SOURCE MATERIAL: Begin
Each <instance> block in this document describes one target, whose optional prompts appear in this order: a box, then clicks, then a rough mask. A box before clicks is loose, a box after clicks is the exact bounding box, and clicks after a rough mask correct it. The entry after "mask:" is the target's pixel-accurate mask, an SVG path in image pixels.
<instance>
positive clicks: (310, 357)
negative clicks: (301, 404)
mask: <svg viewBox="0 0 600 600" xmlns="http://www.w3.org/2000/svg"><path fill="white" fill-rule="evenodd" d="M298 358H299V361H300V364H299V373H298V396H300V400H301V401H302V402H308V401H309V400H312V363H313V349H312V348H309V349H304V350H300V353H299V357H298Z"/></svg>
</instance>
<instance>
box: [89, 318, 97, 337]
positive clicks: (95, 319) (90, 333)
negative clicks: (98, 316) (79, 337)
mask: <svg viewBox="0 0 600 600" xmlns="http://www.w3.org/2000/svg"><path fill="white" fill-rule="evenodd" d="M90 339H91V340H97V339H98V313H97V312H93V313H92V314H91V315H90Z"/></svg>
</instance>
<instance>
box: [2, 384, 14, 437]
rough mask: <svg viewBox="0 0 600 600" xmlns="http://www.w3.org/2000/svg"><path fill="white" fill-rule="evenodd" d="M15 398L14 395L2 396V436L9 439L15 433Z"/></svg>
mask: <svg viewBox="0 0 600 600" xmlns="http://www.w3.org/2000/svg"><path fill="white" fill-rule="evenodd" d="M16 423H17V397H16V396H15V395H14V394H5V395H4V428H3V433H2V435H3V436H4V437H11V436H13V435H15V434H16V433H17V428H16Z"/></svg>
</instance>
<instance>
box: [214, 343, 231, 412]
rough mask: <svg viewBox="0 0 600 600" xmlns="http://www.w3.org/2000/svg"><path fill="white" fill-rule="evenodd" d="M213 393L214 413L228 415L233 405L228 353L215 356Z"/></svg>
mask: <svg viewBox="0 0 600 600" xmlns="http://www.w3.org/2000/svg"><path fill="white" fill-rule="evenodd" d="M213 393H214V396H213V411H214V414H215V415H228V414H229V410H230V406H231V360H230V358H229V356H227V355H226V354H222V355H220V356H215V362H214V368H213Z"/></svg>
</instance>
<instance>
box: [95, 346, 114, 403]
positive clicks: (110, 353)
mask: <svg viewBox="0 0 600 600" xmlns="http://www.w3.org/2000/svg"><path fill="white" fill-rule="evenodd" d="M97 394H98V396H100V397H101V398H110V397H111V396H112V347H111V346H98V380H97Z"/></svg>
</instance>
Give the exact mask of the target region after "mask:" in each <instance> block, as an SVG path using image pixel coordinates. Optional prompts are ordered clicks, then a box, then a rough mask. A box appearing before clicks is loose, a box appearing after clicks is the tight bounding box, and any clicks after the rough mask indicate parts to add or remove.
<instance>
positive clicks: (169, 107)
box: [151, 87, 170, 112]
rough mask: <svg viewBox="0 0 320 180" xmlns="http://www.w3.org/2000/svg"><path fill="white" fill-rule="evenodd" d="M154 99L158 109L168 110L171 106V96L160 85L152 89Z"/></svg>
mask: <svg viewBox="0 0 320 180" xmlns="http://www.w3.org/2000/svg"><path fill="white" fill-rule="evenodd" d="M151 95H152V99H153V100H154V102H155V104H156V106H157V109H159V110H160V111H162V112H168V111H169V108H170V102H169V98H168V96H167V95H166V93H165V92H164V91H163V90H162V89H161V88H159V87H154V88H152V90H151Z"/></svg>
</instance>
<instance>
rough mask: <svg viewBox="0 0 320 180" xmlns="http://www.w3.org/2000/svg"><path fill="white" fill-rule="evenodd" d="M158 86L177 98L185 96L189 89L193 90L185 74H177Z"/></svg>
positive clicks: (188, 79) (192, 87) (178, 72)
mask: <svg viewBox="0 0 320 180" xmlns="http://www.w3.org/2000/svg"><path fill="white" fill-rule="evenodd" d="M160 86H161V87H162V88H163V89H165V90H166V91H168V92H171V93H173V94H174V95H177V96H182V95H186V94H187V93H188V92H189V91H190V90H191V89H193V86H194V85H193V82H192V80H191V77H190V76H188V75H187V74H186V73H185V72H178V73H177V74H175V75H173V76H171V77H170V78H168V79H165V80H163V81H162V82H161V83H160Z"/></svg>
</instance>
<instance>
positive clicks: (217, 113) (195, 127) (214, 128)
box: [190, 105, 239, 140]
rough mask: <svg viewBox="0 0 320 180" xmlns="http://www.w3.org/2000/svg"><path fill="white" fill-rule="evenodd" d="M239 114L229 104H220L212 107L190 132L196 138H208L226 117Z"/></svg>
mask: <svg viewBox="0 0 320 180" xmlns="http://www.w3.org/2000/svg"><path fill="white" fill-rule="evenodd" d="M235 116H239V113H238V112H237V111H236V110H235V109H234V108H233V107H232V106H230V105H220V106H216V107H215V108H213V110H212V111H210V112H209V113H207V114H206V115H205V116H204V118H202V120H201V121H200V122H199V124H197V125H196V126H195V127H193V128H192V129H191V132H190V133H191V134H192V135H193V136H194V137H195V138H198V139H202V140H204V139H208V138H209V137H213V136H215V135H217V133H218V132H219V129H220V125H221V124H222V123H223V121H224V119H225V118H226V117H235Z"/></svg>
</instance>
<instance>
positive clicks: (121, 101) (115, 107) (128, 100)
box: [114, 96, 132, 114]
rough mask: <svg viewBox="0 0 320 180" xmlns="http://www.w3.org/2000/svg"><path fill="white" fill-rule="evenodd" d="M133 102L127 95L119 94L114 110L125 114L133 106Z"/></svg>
SOURCE MATERIAL: End
▸ THE TASK:
Lines containing the word "prompts" in the entries above should be counted, and only that number given.

▸ COMPLETED EXERCISE:
2